WORK INSTRUCTIONS:
Reproduce every item below word for word, leaving out the pictures.

LISTED RECORDS:
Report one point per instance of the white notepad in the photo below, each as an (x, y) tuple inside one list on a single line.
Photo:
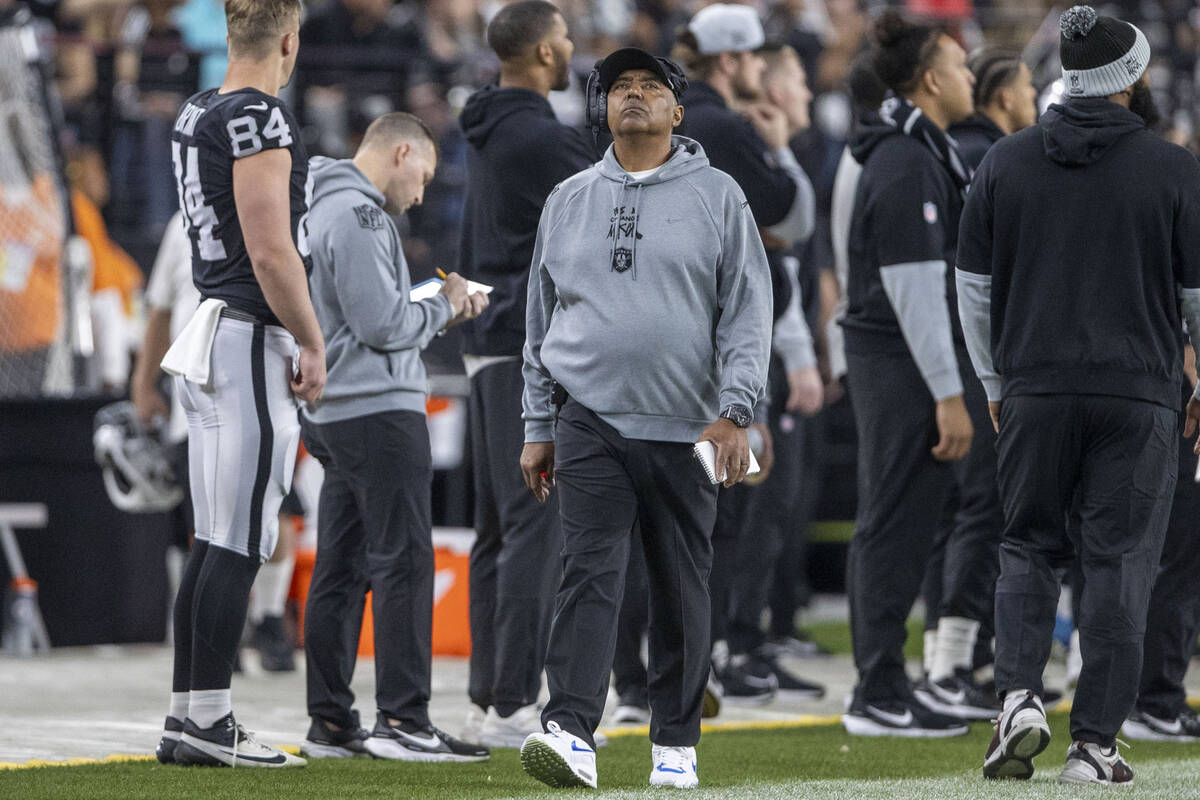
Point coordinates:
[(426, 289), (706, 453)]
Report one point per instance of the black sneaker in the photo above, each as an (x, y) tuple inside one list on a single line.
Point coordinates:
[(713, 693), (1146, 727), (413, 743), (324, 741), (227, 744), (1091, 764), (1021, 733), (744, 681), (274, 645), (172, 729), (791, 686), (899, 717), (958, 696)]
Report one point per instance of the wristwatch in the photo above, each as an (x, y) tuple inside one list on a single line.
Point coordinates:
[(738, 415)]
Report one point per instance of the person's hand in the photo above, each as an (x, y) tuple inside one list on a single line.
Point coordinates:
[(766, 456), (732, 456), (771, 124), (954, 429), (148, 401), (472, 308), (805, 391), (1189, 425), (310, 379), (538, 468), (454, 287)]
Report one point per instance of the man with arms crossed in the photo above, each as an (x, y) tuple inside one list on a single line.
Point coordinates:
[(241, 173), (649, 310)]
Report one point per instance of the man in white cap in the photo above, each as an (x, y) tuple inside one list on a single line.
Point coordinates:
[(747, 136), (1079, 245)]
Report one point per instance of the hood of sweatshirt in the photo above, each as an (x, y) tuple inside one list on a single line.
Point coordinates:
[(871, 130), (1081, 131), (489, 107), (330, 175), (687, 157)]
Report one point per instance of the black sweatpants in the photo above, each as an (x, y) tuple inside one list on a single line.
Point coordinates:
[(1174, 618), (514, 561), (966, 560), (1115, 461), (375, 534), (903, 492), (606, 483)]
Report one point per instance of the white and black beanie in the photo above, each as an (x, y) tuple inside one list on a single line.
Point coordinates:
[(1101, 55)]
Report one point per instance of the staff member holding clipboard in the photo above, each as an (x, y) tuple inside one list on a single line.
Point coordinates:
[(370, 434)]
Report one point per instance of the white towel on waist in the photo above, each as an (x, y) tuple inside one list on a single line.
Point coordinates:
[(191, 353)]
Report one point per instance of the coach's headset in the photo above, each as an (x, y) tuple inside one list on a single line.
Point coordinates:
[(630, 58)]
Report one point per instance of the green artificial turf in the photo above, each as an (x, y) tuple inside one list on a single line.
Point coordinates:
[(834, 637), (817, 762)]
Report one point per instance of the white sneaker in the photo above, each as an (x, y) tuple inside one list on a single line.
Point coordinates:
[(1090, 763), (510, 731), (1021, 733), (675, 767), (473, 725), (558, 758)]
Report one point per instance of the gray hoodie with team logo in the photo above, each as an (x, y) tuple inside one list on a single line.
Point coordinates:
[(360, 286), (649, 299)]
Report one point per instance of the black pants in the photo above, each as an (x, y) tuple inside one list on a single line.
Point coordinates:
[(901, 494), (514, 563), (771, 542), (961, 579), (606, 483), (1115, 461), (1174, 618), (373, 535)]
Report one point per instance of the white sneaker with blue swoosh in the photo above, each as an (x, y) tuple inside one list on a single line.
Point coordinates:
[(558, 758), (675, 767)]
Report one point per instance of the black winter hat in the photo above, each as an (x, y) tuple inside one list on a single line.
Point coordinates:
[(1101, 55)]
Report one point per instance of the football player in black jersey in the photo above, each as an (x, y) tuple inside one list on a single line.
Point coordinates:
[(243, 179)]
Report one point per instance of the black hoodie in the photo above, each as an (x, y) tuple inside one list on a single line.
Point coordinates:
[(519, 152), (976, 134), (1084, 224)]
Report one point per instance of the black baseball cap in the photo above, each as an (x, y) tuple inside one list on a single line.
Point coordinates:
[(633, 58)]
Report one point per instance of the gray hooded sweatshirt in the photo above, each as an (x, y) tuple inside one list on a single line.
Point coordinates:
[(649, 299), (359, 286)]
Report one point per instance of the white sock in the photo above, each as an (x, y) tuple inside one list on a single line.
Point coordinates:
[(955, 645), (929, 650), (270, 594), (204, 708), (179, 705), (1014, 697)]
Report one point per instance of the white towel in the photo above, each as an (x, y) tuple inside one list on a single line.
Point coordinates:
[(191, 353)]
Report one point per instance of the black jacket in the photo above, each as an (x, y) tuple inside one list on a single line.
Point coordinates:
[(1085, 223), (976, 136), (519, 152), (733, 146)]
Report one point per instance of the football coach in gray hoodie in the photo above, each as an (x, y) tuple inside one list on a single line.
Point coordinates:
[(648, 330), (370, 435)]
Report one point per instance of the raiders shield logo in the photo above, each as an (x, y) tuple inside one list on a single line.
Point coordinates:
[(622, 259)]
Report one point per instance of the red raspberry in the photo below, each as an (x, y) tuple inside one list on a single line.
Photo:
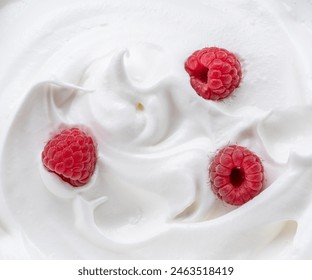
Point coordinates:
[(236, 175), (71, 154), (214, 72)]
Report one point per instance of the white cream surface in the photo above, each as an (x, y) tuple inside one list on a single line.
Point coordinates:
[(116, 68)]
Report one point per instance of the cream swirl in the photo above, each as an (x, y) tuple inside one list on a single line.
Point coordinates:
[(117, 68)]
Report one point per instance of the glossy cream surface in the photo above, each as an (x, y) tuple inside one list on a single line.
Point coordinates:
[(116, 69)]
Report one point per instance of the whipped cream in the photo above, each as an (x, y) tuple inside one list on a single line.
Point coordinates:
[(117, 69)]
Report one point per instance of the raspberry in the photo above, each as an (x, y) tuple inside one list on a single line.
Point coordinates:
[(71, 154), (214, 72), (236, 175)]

RESPONSE:
Report one point per instance of the white notepad in the photo below, each as an (x, y) tuple inside one list on a single line.
Photo:
Point coordinates:
[(426, 289), (706, 453)]
Report one point per instance of the black sneaker in the photo above, each as an (x, y) tuple inside one list on a single line.
Point coordinates:
[(713, 693), (1146, 727), (413, 743), (324, 741), (227, 744), (1091, 764), (1021, 733), (744, 681), (274, 645), (172, 729), (791, 686), (899, 717), (958, 696)]
Report one point per instance of the wristwatch in the photo above, each as an (x, y) tuple inside one list on a single line.
Point coordinates:
[(738, 415)]
Report one point per instance of the person's hand in the photo above, each as an (x, y) tuple inside one list on a single line.
Point coordinates:
[(766, 456), (732, 456), (771, 124), (954, 429), (148, 401), (472, 308), (805, 391), (1189, 425), (310, 379), (538, 468), (454, 287)]
Report one point per instance of the man with arms crossed in the photo above, each as an (x, y) tuple inside one list on a single line.
Point coordinates:
[(241, 173), (649, 310)]
Report one point per instance of the man in white cap in the photo above, each as an (x, y) tuple inside one list on a single line.
Point coordinates:
[(747, 136), (1079, 245)]
Report one point per instance of the hood of sweatshirt in the photo above, each as an (x, y) tuple inside one list on a single line.
Point coordinates:
[(871, 130), (1081, 131), (489, 107), (330, 175), (687, 157)]
Report one point per instance of the black sweatpants in the photo above, each as an (x, y) tuple inside one list on a single line.
Point coordinates:
[(1174, 618), (514, 561), (966, 560), (1115, 461), (375, 534), (903, 492), (606, 483)]
Report one point per instance of the white and black beanie in the photo above, each as an (x, y) tuple inside one list on a single line.
Point coordinates:
[(1101, 55)]
Report one point per instance of the staff member holding clipboard in the photo above, each as an (x, y) tuple inside one list on a single line.
Point coordinates:
[(370, 434)]
Report one point per instance of the white towel on waist in the photo above, each as an (x, y) tuple inside one list on a single line.
Point coordinates:
[(191, 353)]
Report one point per instance of the coach's headset in the photo above, each as an (x, y) tuple inside one list on a single line.
Point coordinates:
[(630, 58)]
Report one point per instance of the green artificial turf in the photo above, each as an (x, y) tuple inside one list on a single line.
Point coordinates:
[(834, 637), (817, 762)]
Report one point per instance of the white sneaker in the photo above, each as an (x, y) tuple inside one list on a single line.
Point coordinates:
[(1090, 763), (510, 731), (1021, 733), (675, 767), (473, 725), (558, 758)]
Report one point per instance of the gray hoodie with team logo in the photo above, each as an (x, y) tuple inside one list on a single line.
Point coordinates:
[(360, 286), (649, 299)]
Report one point per instance of the black pants in the photo above, each as an (x, y) tuple inside one list on a single line.
Point coordinates:
[(901, 494), (514, 563), (771, 542), (961, 579), (606, 483), (1115, 461), (1174, 618), (373, 535)]
Report one point per instance of the white sneaker with blue swoosh in the photo above, each as an (x, y) tuple inside one list on a single line.
Point coordinates:
[(558, 758), (675, 767)]
Report one point per instance of the black winter hat in the photo above, each as an (x, y) tuple inside one list on a single line.
Point coordinates:
[(1101, 55)]
Report one point per instance of the football player in black jersey in the photo above, each as an (x, y) tuple inside one list on a single line.
Point coordinates:
[(243, 179)]
Report one point per instance of the black hoodie in the photo above, each as an (x, y) tuple inside one list on a single line.
Point coordinates:
[(519, 152), (976, 134), (1084, 224)]
Report one point per instance of the black baseball cap in the photo above, each as an (x, y) tuple inside one list on a single line.
Point coordinates:
[(633, 58)]
Report one point per instance of the gray hooded sweatshirt in the photo above, each as an (x, y) tuple inside one list on a single line.
Point coordinates:
[(649, 299), (359, 286)]
Report one point per instance of the white sock in the photo above, each as an (x, y) tuple inside one list on a single line.
Point coordinates:
[(955, 645), (929, 650), (270, 594), (204, 708), (179, 705), (1014, 697)]
Report one point per instance of the white towel in the photo above, each as an (x, y) tuple inside one list on a single line.
Point coordinates:
[(191, 353)]
Report one point per instance of the black jacket in the photo above, each as an (x, y) tuple inside one list on a single line.
Point coordinates:
[(1085, 223), (976, 136), (519, 152), (733, 146)]
Report one point per instance of the football coach in gray hoodie in the photo above, each as an (x, y) tuple inside one list on a single line.
Point coordinates:
[(648, 330), (370, 435)]
Report one point per instance of the raiders shield logo in the photo above, each as an (x, y) tuple inside one list on a single line.
Point coordinates:
[(622, 259)]
Report one point per instance of the red raspberry in the photo below, each as an (x, y) tuple inside one list on a single line.
Photo:
Point coordinates:
[(236, 175), (71, 154), (214, 72)]
Report one point per instance of the white cream surface in the photo above, each as an (x, y) tuple inside one list on a single line.
Point coordinates:
[(116, 68)]
Report one point per instance of the cream swirl in the photo above, each as an (x, y) tuple inside one list on a single line.
Point coordinates:
[(117, 68)]
Report one point per instance of the glossy cream surface in the photo above, each as an (x, y) tuple inside one list on a single line.
Point coordinates:
[(116, 69)]
Report one point per instance of the whipped cream in the photo above, each as an (x, y) tuple inside one list on a single line.
Point coordinates:
[(117, 69)]
Report one point per instance of the raspberry in the photo above, each as an (x, y) tuple inside one list on a single line.
Point coordinates:
[(71, 154), (214, 72), (236, 175)]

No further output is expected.